BEGIN Input material
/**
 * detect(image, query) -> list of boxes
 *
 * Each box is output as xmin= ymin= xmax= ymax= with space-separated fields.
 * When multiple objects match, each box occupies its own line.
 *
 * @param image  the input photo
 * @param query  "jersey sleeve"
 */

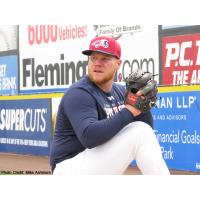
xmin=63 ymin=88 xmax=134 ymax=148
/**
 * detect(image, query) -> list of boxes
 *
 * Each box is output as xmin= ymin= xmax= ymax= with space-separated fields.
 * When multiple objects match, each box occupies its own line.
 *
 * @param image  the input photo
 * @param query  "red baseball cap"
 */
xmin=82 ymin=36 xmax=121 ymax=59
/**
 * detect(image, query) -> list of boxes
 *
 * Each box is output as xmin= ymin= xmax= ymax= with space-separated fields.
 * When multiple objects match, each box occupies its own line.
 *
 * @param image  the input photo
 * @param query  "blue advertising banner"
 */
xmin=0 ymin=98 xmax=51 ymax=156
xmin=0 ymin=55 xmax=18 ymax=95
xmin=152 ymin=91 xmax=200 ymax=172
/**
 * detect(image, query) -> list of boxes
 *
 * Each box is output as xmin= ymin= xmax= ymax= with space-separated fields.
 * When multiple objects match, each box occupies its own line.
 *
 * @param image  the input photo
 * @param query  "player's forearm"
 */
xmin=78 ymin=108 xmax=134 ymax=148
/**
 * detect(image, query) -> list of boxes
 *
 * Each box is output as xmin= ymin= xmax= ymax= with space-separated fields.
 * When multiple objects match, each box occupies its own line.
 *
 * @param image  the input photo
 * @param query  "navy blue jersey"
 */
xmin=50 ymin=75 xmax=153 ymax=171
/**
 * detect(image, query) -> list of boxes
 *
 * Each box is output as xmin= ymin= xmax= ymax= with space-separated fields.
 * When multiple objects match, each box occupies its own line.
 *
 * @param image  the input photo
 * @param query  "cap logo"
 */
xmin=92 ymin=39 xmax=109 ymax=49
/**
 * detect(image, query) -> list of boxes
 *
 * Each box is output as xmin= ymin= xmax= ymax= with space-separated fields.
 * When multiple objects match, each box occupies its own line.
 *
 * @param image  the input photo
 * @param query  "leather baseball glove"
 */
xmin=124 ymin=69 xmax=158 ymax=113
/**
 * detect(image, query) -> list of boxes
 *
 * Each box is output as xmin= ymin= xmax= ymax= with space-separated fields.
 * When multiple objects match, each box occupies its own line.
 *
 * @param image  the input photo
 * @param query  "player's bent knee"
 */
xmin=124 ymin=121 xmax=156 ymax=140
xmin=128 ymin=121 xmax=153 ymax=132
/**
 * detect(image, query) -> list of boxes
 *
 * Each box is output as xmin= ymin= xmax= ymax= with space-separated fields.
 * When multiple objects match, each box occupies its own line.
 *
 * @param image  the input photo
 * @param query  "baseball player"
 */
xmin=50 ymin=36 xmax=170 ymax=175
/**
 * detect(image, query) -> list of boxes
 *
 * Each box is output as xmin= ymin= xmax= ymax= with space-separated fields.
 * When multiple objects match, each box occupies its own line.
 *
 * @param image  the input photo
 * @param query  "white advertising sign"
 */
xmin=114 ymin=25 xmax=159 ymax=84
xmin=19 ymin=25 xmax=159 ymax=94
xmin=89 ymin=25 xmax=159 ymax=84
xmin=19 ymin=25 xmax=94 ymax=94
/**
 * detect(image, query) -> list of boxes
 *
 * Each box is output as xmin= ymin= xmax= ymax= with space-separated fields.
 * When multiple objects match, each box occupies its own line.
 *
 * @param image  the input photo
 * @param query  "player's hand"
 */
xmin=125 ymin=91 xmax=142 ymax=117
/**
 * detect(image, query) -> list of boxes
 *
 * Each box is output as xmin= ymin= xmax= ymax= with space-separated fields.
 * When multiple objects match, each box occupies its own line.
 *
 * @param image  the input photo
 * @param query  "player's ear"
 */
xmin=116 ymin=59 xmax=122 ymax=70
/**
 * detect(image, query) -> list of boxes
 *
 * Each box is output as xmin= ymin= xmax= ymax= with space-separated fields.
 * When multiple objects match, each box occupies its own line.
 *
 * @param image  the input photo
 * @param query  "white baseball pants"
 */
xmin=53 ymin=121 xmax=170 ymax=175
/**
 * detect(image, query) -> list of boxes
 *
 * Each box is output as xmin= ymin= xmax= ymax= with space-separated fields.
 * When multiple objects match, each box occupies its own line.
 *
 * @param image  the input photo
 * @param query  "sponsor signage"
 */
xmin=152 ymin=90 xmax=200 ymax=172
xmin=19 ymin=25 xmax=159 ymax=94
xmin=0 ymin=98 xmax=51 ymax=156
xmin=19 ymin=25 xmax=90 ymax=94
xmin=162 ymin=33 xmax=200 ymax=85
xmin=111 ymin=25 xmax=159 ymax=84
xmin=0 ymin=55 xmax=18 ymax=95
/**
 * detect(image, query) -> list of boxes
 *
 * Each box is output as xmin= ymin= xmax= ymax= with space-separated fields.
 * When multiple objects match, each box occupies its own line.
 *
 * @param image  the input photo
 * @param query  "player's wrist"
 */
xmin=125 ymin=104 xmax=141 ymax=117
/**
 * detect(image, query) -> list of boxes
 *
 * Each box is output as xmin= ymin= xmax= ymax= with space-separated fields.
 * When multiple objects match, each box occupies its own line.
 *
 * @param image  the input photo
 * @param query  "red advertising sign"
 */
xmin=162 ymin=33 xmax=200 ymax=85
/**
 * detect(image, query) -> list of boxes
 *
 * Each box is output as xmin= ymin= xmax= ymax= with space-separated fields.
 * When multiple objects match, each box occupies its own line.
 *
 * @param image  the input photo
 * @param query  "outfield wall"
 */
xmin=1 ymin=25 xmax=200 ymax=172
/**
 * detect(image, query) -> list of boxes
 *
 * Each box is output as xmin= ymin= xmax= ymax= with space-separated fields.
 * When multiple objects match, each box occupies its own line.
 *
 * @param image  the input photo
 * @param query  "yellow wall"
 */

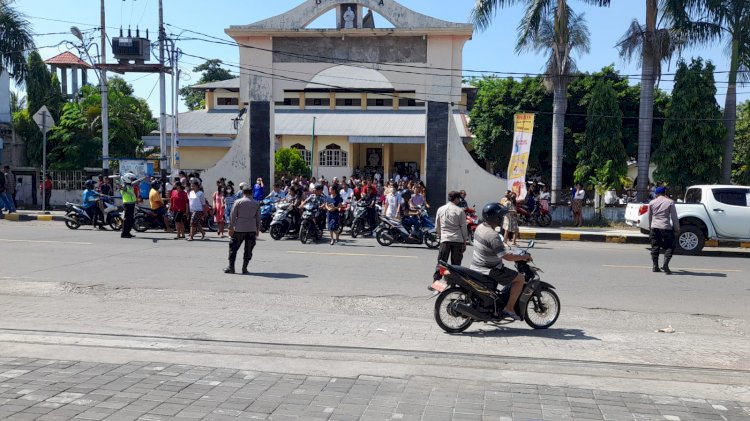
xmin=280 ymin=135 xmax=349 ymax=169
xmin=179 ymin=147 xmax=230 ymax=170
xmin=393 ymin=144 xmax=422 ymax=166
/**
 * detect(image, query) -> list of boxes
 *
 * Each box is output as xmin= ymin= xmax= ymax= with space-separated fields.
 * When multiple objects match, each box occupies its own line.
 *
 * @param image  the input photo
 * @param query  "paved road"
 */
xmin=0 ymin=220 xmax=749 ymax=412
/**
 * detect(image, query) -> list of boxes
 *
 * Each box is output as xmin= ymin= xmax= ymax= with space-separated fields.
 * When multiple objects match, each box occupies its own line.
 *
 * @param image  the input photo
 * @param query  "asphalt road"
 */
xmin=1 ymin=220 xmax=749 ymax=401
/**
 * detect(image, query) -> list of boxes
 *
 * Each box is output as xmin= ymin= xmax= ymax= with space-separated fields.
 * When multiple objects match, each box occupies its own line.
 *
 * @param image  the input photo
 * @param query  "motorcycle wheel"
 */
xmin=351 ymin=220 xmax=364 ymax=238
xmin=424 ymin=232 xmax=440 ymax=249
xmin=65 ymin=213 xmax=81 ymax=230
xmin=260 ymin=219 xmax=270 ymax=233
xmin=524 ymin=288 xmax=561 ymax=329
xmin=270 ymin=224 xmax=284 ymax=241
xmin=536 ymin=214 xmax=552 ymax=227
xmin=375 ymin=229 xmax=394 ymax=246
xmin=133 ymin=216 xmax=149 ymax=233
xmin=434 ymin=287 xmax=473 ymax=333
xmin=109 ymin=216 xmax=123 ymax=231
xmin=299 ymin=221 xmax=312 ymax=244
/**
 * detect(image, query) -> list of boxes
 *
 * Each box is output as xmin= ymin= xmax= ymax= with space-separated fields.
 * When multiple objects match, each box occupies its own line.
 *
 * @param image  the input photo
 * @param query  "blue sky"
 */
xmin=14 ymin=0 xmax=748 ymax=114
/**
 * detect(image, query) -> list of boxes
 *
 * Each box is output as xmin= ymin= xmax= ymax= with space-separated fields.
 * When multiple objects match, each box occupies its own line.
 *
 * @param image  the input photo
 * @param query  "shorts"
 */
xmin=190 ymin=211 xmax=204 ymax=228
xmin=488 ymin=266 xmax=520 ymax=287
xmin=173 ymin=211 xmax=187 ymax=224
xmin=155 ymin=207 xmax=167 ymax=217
END Input material
» What is being asked
If a line of the material contains the word "road", pick it out and copy it.

» Solution
 * @param query  "paved road"
 * @param query  "asphalt road"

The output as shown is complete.